Rewrite the entries below, changing "positive clicks" to "foreground clicks" everywhere it occurs and leaving everything else as it is.

RECORDS FOR THE EXERCISE below:

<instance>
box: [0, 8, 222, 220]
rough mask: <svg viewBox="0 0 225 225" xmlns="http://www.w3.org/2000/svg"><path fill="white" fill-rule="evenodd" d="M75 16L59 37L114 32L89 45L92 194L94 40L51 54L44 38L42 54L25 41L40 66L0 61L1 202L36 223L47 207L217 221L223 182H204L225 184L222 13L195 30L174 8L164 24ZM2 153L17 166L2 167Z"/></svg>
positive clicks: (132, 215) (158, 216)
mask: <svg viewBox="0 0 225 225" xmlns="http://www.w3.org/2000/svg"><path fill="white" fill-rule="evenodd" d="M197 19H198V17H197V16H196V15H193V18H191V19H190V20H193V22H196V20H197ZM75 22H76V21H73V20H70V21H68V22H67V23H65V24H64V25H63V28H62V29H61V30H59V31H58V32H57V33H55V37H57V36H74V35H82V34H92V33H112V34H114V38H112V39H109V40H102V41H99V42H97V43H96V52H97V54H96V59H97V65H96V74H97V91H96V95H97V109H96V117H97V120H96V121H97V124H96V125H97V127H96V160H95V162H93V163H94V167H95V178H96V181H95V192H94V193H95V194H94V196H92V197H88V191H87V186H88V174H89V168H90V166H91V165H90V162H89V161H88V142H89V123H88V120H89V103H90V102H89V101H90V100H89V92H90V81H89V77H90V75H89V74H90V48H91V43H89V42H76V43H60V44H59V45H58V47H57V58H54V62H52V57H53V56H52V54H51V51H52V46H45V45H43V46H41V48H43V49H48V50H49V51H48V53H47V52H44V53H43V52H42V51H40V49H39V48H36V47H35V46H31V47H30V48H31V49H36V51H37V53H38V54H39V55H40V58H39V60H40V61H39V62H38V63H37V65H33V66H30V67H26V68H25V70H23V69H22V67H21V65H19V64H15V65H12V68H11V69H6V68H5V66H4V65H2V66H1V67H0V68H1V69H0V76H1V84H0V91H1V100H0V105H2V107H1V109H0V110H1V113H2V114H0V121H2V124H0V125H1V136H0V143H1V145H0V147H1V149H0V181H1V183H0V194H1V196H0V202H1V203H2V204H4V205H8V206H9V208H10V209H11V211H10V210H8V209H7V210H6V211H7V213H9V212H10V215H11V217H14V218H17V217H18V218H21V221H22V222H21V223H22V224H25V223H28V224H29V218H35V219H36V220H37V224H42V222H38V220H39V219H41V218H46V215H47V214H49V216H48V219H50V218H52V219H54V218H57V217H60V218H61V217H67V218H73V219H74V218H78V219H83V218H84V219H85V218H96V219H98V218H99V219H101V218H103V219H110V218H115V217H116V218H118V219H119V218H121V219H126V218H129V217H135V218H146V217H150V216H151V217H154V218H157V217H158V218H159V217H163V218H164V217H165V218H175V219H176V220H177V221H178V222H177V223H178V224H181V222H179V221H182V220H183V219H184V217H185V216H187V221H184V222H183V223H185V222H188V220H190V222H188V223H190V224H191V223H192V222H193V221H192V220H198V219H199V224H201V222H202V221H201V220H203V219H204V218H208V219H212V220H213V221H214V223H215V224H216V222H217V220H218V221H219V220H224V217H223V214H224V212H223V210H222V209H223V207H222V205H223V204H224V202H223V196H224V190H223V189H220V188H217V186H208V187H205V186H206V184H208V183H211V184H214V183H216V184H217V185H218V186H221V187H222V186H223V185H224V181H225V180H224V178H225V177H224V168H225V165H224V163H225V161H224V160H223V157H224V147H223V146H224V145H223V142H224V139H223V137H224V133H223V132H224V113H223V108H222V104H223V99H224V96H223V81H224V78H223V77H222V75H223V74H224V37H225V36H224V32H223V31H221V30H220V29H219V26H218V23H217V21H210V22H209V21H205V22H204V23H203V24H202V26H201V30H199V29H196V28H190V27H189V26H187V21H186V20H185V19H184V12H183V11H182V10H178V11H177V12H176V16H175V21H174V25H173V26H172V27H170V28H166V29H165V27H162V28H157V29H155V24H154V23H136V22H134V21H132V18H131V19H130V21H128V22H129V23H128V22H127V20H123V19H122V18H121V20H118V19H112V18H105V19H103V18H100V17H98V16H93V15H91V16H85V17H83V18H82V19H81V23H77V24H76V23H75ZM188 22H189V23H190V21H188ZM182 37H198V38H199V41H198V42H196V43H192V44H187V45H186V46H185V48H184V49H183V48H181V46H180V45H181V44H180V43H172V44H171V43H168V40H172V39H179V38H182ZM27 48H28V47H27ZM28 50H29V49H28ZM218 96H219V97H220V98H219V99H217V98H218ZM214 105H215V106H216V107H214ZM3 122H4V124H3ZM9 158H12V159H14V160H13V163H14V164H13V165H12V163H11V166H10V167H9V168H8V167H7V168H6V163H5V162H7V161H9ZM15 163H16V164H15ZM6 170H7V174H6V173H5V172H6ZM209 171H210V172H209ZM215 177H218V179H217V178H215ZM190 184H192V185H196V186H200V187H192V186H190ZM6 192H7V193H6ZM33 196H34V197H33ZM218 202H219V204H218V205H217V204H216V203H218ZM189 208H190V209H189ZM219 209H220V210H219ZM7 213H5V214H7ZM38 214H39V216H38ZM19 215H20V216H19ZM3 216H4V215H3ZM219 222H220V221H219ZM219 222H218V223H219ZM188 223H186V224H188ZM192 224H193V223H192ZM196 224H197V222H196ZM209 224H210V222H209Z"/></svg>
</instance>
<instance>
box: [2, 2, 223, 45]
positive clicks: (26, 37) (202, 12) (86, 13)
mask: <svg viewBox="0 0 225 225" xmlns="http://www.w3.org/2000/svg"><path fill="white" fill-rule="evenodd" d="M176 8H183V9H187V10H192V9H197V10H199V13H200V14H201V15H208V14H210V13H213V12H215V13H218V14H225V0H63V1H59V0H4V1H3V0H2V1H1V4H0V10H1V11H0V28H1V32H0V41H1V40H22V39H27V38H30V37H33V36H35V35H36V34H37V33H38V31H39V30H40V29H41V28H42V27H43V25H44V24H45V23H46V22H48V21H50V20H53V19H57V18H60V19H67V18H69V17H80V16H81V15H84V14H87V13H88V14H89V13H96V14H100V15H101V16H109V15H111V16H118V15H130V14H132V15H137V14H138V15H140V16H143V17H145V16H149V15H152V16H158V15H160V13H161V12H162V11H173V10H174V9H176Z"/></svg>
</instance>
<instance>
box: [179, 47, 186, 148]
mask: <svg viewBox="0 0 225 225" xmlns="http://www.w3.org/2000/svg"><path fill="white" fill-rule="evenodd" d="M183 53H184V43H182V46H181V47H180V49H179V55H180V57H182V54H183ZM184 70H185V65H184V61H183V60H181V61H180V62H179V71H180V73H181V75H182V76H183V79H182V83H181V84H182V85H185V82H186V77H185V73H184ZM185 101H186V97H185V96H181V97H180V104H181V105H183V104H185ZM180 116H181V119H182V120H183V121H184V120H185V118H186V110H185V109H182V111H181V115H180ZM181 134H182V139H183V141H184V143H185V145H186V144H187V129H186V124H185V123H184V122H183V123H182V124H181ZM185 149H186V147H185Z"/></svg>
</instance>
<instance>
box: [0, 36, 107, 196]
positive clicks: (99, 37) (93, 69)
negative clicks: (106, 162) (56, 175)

End of RECORDS FOR THE EXERCISE.

- ANSWER BOX:
<instance>
box: [0, 8, 222, 220]
rough mask: <svg viewBox="0 0 225 225" xmlns="http://www.w3.org/2000/svg"><path fill="white" fill-rule="evenodd" d="M75 16L59 37L114 32L89 45L92 194L94 40L51 54L44 38L42 54L25 41L40 66L0 61L1 202L36 223L47 207L217 221L223 182H204L225 184L222 13L195 30L174 8L164 24ZM2 153L17 166L2 167Z"/></svg>
foreground clicks: (132, 215) (158, 216)
mask: <svg viewBox="0 0 225 225" xmlns="http://www.w3.org/2000/svg"><path fill="white" fill-rule="evenodd" d="M197 19H198V17H197V16H196V15H193V18H191V19H190V20H193V22H196V20H197ZM75 22H76V21H73V20H70V21H68V22H67V23H65V24H64V25H63V28H62V29H61V30H59V31H58V32H57V33H55V37H57V36H74V35H82V34H92V33H112V34H114V38H112V39H109V40H102V41H99V42H97V43H96V52H97V54H96V59H97V65H96V74H97V91H96V95H97V109H96V117H97V120H96V121H97V124H96V125H97V127H96V160H95V162H93V163H94V167H95V178H96V181H95V192H94V193H95V194H94V196H92V197H88V191H87V186H88V174H89V168H90V166H91V165H90V162H89V161H88V142H89V123H88V120H89V103H90V102H89V101H90V100H89V92H90V81H89V77H90V75H89V74H90V48H91V43H89V42H76V43H60V44H59V45H58V47H57V58H54V62H52V57H53V56H52V54H51V51H52V46H45V45H43V46H41V48H43V49H48V50H49V51H48V53H47V52H44V53H43V52H42V51H40V49H39V48H36V47H35V46H31V47H30V48H31V49H36V51H37V53H38V54H39V55H40V58H39V60H40V61H39V62H38V63H37V65H33V66H30V67H26V68H25V70H23V69H22V67H21V65H19V64H15V65H12V68H11V69H6V68H5V66H4V65H2V66H1V67H0V68H1V69H0V76H1V84H0V91H1V100H0V105H2V107H1V109H0V110H1V113H2V114H0V121H2V124H0V125H1V136H0V143H1V145H0V147H1V149H0V181H1V183H0V194H1V196H0V202H1V203H2V204H4V205H8V206H9V208H10V209H11V211H10V210H8V209H7V210H6V211H7V213H9V212H10V215H11V217H14V218H17V217H18V218H21V221H22V222H21V223H22V224H25V223H28V224H29V218H35V219H36V220H37V224H42V222H38V220H39V219H41V218H46V215H47V214H49V216H48V219H50V218H52V219H54V218H57V217H60V218H61V217H67V218H73V219H74V218H78V219H83V218H84V219H85V218H96V219H98V218H99V219H101V218H103V219H110V218H115V217H116V218H118V219H119V218H121V219H126V218H129V217H135V218H146V217H150V216H151V217H154V218H157V217H158V218H159V217H163V218H164V217H165V218H175V219H176V220H177V221H178V222H177V223H178V224H181V222H179V221H182V220H183V219H184V217H185V216H187V221H184V222H183V223H185V222H188V220H190V222H188V223H190V224H191V223H192V222H193V221H192V220H198V219H199V224H201V222H202V221H201V220H203V219H204V218H208V219H212V220H213V221H214V223H215V224H216V222H217V220H218V221H219V220H224V217H223V214H224V212H223V210H222V209H223V207H222V205H223V204H224V202H223V196H224V190H223V189H220V188H217V186H208V187H205V186H206V184H208V183H211V184H214V183H216V184H217V185H218V186H221V187H222V186H223V185H224V181H225V180H224V178H225V177H224V168H225V165H224V163H225V161H224V160H223V157H224V147H223V146H224V145H223V142H224V139H223V137H224V133H223V132H224V113H223V108H222V104H223V99H224V96H223V81H224V78H223V77H222V75H223V74H224V37H225V36H224V32H223V31H221V30H220V29H219V26H218V23H217V21H210V22H209V21H205V22H204V23H203V24H202V26H201V30H199V29H196V28H190V27H189V26H187V21H186V20H185V19H184V12H183V11H182V10H178V11H177V12H176V16H175V21H174V25H173V26H172V27H170V28H166V29H165V27H162V28H157V29H155V24H154V23H136V22H134V21H132V18H131V19H130V21H128V22H129V23H128V22H127V20H123V19H122V18H121V20H118V19H112V18H105V19H103V18H100V17H98V16H93V15H91V16H85V17H83V18H82V19H81V23H77V24H76V23H75ZM188 22H189V23H190V21H188ZM182 37H198V38H199V41H198V42H196V43H192V44H187V45H186V46H185V48H184V49H183V48H181V46H180V45H181V44H180V43H172V44H171V43H168V40H172V39H179V38H182ZM27 48H28V47H27ZM28 50H29V49H28ZM218 96H219V97H220V98H219V99H217V98H218ZM214 105H215V106H216V107H214ZM3 122H4V124H3ZM9 158H12V159H14V160H13V163H14V164H13V165H12V163H11V166H10V167H9V168H8V167H7V168H6V163H5V162H7V161H9ZM15 163H16V164H15ZM6 170H7V174H6V173H5V172H6ZM209 171H210V172H209ZM215 177H218V179H217V178H215ZM190 184H192V185H196V186H200V187H192V186H190ZM6 192H7V193H6ZM33 196H34V197H33ZM218 202H219V204H218V205H217V204H216V203H218ZM189 208H190V209H189ZM219 209H220V210H219ZM7 213H5V214H7ZM38 214H39V216H38ZM19 215H20V216H19ZM3 216H4V215H3ZM219 222H220V221H219ZM219 222H218V223H219ZM188 223H186V224H188ZM192 224H193V223H192ZM196 224H197V222H196ZM209 224H210V222H209Z"/></svg>
</instance>
<instance>
box: [2, 2, 223, 45]
foreground clicks: (26, 37) (202, 12) (86, 13)
mask: <svg viewBox="0 0 225 225" xmlns="http://www.w3.org/2000/svg"><path fill="white" fill-rule="evenodd" d="M176 8H183V9H187V10H192V9H197V10H199V13H200V14H201V15H208V14H210V13H213V12H215V13H218V14H225V0H63V1H59V0H4V1H3V0H2V1H1V4H0V10H1V11H0V28H1V32H0V41H1V40H22V39H27V38H30V37H33V36H35V35H36V34H37V33H38V31H39V30H40V29H41V28H42V27H43V25H44V24H45V23H46V22H48V21H50V20H53V19H57V18H60V19H67V18H69V17H80V16H81V15H84V14H87V13H88V14H89V13H96V14H100V15H101V16H109V15H111V16H118V15H130V14H132V15H137V14H138V15H140V16H143V17H145V16H149V15H152V16H158V15H160V13H161V12H162V11H173V10H174V9H176Z"/></svg>
</instance>
<instance>
box: [179, 47, 186, 148]
mask: <svg viewBox="0 0 225 225" xmlns="http://www.w3.org/2000/svg"><path fill="white" fill-rule="evenodd" d="M183 53H184V43H182V46H181V47H180V49H179V55H180V57H182V54H183ZM184 70H185V65H184V61H183V60H181V61H180V62H179V71H180V73H181V75H182V76H183V79H182V83H181V84H182V85H185V82H186V77H185V73H184ZM185 101H186V97H185V96H181V97H180V104H181V105H183V104H185ZM180 116H181V119H182V120H183V121H184V120H185V118H186V110H185V109H182V111H181V115H180ZM181 134H182V139H183V141H184V143H185V145H186V144H187V129H186V124H185V123H184V122H183V123H182V124H181ZM185 149H186V147H185Z"/></svg>
</instance>
<instance>
box: [0, 36, 107, 196]
foreground clicks: (99, 37) (93, 69)
negative clicks: (106, 162) (56, 175)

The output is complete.